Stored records
——————————

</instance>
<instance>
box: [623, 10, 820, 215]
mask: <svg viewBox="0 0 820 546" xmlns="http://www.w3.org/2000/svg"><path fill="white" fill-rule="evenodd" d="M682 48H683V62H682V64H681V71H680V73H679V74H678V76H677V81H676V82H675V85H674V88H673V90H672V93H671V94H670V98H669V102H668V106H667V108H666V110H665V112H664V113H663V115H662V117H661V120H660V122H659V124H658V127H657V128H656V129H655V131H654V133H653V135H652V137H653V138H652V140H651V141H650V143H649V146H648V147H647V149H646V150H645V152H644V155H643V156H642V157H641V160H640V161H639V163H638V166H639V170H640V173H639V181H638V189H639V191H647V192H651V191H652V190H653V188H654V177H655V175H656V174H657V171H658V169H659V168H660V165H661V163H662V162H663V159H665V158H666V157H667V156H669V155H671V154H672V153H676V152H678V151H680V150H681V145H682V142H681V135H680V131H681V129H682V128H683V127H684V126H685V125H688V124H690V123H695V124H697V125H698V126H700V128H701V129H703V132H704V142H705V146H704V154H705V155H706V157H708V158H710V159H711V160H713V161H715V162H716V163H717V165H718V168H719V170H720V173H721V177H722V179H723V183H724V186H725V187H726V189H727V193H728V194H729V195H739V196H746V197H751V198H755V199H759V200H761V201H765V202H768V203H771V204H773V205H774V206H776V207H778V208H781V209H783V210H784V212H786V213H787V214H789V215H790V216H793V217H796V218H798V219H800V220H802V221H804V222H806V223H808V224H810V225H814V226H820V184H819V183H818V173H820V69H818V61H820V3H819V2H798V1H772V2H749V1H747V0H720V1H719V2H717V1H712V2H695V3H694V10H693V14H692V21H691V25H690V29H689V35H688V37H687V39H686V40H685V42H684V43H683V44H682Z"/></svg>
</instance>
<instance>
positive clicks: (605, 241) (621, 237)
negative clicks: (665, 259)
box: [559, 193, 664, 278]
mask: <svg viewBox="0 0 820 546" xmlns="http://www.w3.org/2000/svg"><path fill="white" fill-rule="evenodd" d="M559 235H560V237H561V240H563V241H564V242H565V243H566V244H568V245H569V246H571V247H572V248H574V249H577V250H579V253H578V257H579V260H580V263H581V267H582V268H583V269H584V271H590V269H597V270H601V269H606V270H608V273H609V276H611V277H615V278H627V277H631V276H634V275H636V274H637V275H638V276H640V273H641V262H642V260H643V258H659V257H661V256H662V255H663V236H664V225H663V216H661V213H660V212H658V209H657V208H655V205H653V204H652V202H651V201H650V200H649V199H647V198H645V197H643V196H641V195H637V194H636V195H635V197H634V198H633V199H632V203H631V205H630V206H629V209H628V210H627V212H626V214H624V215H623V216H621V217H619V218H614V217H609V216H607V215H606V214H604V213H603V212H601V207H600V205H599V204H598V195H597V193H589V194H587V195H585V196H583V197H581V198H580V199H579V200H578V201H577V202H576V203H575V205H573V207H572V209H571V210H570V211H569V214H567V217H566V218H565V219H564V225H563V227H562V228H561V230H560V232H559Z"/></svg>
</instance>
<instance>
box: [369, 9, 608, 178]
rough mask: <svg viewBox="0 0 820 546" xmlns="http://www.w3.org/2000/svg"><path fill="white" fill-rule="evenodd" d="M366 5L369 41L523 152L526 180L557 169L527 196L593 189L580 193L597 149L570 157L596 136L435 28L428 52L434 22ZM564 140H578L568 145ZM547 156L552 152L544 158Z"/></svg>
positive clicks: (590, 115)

——————————

### Activity
In the entries above, identify every line with the word "positive". Copy those lines.

### Written answer
positive clicks: (605, 241) (621, 237)
positive clicks: (590, 115)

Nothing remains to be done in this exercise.